═══ Data extracts ═══
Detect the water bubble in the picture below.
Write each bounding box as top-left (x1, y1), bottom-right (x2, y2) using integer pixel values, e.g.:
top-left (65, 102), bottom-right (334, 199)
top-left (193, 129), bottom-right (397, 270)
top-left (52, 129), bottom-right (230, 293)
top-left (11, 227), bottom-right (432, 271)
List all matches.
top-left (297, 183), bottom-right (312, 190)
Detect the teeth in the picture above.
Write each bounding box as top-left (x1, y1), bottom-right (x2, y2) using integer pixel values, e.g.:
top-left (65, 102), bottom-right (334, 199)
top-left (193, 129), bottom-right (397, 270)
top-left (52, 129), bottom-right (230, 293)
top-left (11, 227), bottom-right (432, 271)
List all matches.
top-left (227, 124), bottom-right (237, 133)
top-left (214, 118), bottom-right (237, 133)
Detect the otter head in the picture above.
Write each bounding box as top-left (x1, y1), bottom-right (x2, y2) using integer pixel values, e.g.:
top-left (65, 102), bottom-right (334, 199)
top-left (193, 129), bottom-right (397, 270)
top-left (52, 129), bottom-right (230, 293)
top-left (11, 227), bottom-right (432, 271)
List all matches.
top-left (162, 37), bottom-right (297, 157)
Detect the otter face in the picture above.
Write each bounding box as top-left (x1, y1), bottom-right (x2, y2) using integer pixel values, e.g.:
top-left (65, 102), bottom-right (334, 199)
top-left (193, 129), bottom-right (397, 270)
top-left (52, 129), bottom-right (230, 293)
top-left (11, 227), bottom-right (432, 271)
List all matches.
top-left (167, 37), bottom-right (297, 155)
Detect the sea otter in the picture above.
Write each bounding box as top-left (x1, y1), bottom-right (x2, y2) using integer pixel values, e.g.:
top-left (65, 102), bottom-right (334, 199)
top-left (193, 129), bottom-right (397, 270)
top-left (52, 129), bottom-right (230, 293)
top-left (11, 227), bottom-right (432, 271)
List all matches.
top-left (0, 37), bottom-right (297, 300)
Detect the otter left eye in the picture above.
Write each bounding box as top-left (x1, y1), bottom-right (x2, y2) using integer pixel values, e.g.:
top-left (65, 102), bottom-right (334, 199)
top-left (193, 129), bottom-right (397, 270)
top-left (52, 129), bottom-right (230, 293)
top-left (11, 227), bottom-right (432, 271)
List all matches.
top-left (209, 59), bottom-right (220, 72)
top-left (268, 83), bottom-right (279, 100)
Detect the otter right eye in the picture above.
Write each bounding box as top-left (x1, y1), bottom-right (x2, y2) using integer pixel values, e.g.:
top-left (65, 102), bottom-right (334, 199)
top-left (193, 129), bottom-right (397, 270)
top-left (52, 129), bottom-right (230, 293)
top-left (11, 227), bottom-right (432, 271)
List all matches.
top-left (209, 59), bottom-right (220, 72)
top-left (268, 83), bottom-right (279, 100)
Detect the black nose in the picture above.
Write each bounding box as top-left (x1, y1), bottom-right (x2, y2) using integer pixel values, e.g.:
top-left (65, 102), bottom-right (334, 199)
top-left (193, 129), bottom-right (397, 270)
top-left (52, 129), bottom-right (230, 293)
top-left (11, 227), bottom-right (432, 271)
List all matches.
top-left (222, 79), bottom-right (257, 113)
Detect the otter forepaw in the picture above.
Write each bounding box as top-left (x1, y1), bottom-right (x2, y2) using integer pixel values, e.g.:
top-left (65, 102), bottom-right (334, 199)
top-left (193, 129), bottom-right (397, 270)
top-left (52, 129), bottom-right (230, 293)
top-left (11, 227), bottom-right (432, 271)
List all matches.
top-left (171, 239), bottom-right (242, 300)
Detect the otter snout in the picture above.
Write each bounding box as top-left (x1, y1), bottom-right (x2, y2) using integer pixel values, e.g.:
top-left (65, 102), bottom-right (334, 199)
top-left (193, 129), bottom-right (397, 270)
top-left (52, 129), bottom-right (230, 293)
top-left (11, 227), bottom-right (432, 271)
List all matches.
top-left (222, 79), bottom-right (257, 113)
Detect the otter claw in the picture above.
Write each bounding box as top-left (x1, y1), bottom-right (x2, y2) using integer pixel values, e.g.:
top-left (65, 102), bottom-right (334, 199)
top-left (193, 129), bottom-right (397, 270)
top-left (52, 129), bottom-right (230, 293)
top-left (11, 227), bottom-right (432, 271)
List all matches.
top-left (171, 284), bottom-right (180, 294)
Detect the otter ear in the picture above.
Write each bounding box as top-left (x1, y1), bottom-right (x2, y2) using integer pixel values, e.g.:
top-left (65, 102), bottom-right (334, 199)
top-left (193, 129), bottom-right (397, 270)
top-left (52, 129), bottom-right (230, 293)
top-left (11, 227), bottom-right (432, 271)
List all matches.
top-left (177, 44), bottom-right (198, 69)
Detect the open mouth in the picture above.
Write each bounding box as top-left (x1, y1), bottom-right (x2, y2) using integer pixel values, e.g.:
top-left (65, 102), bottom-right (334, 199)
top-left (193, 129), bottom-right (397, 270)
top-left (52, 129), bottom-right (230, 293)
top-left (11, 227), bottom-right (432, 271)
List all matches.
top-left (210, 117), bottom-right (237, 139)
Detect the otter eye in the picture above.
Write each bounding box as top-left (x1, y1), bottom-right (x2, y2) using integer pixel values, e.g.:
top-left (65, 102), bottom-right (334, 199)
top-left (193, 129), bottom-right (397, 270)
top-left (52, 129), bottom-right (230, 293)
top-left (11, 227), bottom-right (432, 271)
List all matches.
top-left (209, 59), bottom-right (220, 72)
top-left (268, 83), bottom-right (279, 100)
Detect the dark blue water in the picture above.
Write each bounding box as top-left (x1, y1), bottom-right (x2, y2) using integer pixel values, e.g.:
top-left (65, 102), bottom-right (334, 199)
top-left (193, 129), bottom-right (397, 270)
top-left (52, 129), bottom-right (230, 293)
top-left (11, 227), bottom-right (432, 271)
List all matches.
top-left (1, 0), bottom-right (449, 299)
═══
__Problem to solve__: Among the records, find the lines that contain "otter" and copy each of them.

__Task answer__:
Detect the otter head in the picture above.
Detect the otter face in the picture above.
Detect the sea otter in the picture above.
Detect the otter left eye in the picture above.
Detect the otter right eye in the picture above.
Detect the otter forepaw in the picture above.
Detect the otter snout in the picture above.
Detect the otter claw in the picture above.
Detect the otter ear in the picture above.
Detect the otter eye in the picture above.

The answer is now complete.